◆ Set problem: Rewrite only the entries from the line containing "Task: for the roadway count, mark the snow bank" through the line containing "Target: entrance canopy", replacing "instance" with "occurrence" and leaving everything else unchanged.

Point labeling entries:
****************
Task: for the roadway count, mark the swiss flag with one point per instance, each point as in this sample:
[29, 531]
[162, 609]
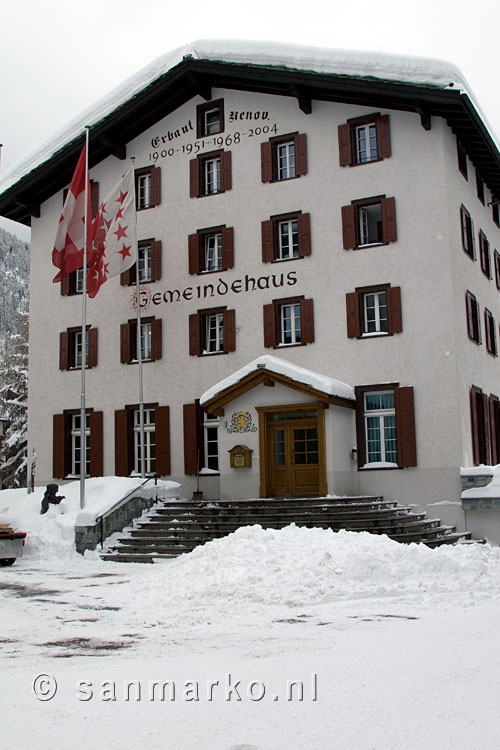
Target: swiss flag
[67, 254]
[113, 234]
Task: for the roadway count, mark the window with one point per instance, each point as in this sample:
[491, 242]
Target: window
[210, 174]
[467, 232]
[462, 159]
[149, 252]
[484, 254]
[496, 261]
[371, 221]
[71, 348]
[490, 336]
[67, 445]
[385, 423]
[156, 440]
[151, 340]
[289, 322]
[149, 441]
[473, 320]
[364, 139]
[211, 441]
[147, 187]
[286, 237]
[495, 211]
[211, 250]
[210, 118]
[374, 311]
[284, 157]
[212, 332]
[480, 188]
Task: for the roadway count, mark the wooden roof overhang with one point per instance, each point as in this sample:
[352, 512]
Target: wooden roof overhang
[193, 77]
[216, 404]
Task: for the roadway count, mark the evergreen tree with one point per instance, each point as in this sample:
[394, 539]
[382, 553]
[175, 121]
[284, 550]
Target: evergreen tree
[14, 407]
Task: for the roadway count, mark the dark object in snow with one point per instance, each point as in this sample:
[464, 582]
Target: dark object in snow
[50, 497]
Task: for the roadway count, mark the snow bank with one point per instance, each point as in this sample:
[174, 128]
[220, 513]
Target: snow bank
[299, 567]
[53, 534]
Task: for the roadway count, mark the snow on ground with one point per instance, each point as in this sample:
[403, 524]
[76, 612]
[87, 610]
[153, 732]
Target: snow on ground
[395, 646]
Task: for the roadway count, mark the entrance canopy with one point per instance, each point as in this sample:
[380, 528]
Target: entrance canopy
****************
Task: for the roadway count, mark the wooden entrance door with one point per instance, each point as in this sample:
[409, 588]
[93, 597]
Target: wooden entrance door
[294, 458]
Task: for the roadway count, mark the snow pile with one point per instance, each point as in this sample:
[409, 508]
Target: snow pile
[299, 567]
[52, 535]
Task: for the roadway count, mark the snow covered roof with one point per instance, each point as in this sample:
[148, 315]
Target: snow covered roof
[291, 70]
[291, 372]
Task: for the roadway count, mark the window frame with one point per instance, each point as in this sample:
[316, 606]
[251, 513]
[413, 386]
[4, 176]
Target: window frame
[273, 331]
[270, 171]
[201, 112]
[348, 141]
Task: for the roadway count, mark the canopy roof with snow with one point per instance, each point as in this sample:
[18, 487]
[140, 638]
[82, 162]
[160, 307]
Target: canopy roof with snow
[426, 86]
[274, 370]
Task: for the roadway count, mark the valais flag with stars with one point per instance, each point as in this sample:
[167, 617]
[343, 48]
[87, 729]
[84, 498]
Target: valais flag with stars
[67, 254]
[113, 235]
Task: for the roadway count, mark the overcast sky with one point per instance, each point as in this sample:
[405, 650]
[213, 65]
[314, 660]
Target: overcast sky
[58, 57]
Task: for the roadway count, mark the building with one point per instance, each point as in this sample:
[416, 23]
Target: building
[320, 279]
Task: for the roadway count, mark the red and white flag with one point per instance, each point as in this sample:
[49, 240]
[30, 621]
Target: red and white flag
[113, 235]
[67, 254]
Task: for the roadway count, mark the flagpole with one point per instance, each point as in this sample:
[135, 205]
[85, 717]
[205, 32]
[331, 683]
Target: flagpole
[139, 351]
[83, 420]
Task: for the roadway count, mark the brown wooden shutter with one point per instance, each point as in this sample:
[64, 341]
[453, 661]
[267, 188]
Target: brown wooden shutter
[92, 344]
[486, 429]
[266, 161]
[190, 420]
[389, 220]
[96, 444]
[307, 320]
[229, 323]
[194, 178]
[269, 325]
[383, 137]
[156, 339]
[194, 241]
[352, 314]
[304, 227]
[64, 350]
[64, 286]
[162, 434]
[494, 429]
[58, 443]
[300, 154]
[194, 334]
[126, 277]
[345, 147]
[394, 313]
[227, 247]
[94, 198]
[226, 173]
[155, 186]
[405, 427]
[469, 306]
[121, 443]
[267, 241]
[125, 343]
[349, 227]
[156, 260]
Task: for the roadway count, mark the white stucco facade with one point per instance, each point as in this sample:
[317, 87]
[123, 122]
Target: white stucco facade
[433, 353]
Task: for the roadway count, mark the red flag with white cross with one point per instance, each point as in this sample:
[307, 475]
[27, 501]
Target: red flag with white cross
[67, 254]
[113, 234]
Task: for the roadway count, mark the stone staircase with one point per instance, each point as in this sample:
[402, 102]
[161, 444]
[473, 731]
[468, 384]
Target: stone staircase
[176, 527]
****************
◆ Exercise output:
Task: for the roadway count, mark the snow bank with one point per occurrence, each point as in this sample:
[174, 128]
[220, 513]
Target: snow bank
[299, 567]
[53, 534]
Task: for the roadway count, mark the snow on ground with one point per occurrence, each point as in this sample:
[403, 524]
[76, 612]
[87, 610]
[153, 732]
Target: snow on ground
[395, 646]
Task: for the roadway count, mark the entrance canopy with one point per occurrence, each point as in this sample:
[380, 528]
Target: entrance canopy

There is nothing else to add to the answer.